DATASET RECORDS ::

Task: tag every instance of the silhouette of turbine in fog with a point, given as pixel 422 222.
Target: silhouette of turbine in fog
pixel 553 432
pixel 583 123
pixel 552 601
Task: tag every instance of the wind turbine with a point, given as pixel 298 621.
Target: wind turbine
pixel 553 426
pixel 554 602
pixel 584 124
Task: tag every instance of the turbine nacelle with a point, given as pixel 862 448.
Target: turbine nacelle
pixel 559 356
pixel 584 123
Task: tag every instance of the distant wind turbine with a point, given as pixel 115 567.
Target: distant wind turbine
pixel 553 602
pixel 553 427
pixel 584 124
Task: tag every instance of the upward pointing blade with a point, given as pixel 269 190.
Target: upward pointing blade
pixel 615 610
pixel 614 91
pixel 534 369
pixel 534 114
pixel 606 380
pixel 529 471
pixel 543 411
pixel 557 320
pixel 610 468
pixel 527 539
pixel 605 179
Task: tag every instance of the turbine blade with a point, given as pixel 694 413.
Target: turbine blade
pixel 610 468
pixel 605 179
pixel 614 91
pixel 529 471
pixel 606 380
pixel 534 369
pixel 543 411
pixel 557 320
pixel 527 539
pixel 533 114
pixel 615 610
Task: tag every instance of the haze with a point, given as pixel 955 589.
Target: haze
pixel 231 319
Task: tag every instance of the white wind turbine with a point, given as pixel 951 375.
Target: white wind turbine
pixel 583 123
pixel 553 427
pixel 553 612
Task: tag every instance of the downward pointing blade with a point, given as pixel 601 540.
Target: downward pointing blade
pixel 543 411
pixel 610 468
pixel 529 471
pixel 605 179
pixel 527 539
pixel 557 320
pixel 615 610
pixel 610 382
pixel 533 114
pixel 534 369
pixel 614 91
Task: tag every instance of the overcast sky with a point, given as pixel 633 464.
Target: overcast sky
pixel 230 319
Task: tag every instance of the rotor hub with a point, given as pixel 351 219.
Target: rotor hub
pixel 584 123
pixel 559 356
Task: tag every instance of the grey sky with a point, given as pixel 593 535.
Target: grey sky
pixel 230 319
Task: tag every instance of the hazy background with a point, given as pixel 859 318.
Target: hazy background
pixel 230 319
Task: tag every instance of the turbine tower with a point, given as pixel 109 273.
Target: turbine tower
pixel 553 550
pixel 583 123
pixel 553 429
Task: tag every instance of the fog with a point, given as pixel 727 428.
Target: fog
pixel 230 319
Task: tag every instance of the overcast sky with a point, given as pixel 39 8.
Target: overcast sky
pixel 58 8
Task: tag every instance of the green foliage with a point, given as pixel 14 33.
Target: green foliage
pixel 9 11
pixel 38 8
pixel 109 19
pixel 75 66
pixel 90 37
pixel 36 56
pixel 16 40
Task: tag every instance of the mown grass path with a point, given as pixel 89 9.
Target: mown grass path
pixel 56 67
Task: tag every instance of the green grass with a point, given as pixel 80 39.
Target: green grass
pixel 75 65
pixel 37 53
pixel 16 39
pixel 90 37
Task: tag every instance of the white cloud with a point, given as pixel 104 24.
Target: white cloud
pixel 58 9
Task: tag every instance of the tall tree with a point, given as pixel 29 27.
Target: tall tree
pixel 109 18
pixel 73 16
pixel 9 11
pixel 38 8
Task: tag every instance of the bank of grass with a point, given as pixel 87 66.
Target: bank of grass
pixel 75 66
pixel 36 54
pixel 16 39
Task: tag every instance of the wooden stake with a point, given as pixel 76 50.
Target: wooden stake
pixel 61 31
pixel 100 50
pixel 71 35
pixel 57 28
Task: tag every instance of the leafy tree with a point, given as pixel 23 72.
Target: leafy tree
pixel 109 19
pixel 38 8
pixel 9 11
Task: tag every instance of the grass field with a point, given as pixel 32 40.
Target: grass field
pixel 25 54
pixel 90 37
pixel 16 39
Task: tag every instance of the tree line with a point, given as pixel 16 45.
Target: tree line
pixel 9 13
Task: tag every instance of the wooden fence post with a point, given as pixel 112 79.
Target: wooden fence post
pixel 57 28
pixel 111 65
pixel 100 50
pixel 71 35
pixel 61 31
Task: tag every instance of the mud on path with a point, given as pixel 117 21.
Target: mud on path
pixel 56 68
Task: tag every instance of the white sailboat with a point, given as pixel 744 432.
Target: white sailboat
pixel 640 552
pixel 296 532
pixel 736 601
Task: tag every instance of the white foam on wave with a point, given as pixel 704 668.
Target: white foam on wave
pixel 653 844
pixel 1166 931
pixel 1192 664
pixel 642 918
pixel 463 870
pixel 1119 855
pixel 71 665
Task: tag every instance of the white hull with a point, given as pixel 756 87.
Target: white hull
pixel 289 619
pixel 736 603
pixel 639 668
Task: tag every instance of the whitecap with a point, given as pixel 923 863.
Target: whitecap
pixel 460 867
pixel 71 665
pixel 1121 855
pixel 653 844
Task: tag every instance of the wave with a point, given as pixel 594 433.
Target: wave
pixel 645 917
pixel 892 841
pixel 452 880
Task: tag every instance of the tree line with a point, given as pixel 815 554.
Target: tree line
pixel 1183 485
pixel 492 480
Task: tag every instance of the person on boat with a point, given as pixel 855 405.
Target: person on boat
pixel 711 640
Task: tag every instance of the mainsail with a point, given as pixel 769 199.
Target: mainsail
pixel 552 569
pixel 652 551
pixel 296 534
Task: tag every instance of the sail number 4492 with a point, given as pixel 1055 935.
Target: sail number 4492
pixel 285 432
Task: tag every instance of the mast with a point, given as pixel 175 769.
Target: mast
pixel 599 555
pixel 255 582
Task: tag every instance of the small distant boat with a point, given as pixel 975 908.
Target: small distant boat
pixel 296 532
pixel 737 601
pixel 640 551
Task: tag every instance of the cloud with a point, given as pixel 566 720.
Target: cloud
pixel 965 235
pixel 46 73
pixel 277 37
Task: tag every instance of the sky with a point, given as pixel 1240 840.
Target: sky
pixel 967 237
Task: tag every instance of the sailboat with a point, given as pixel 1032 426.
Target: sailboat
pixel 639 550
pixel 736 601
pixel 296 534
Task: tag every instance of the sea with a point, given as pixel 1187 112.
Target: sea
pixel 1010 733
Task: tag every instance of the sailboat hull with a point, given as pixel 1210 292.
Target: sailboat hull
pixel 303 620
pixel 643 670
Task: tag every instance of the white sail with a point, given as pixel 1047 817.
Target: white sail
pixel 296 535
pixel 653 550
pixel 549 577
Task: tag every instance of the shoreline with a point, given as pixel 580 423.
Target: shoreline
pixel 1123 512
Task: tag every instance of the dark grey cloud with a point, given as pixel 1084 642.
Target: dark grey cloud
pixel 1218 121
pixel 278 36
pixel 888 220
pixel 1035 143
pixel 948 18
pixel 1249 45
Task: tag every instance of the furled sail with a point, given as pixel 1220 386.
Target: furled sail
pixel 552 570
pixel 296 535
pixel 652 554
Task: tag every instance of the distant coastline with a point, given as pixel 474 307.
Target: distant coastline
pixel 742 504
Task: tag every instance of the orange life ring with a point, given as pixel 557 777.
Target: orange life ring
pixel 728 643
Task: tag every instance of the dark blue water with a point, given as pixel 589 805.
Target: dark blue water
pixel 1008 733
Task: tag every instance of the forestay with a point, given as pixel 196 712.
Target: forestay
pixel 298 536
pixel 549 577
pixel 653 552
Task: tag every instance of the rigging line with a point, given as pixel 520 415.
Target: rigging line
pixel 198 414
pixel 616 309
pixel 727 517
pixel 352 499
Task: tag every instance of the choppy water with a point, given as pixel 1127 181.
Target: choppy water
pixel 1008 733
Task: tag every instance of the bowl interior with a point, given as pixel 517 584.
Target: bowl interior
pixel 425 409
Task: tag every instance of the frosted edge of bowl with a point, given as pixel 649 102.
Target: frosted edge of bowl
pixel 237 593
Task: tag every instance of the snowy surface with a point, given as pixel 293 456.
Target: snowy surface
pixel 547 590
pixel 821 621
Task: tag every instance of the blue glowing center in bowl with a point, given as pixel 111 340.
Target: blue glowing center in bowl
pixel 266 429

SET TASK :: Copy the data word for word, starting with its first line and ending with the line that contains "pixel 553 612", including both of those lines.

FINAL RESULT ::
Task: tag every instance of the silhouette of turbine in fog with a point, given as pixel 422 222.
Target: silhouette of turbine in fog
pixel 553 432
pixel 583 123
pixel 552 601
Task: tag every instance of the wind turbine with a point, given as pixel 298 621.
Target: wind turbine
pixel 553 426
pixel 554 602
pixel 584 124
Task: tag every instance of the turbine nacelle with a point, given as pixel 862 448.
Target: turbine nacelle
pixel 559 356
pixel 584 123
Task: tag every instance of the distant wind turbine with a point, given as pixel 115 567.
Target: distant wind turbine
pixel 553 602
pixel 553 427
pixel 584 124
Task: tag every instance of the upward pointing blade with a point, given as pixel 269 190.
Target: upward pointing blade
pixel 615 610
pixel 614 91
pixel 534 369
pixel 534 114
pixel 606 380
pixel 529 471
pixel 543 411
pixel 557 320
pixel 610 468
pixel 527 539
pixel 605 179
Task: tag every instance of the turbine blade with a point, given as pixel 694 413.
Target: turbine blade
pixel 610 468
pixel 605 179
pixel 614 91
pixel 529 471
pixel 606 380
pixel 534 369
pixel 543 411
pixel 557 320
pixel 527 539
pixel 533 114
pixel 615 610
Task: tag every instance of the haze with a point, given as pixel 955 589.
Target: haze
pixel 231 319
Task: tag every instance of the white wind turbine with a point, given as pixel 951 375.
Target: white wind turbine
pixel 583 123
pixel 553 427
pixel 553 612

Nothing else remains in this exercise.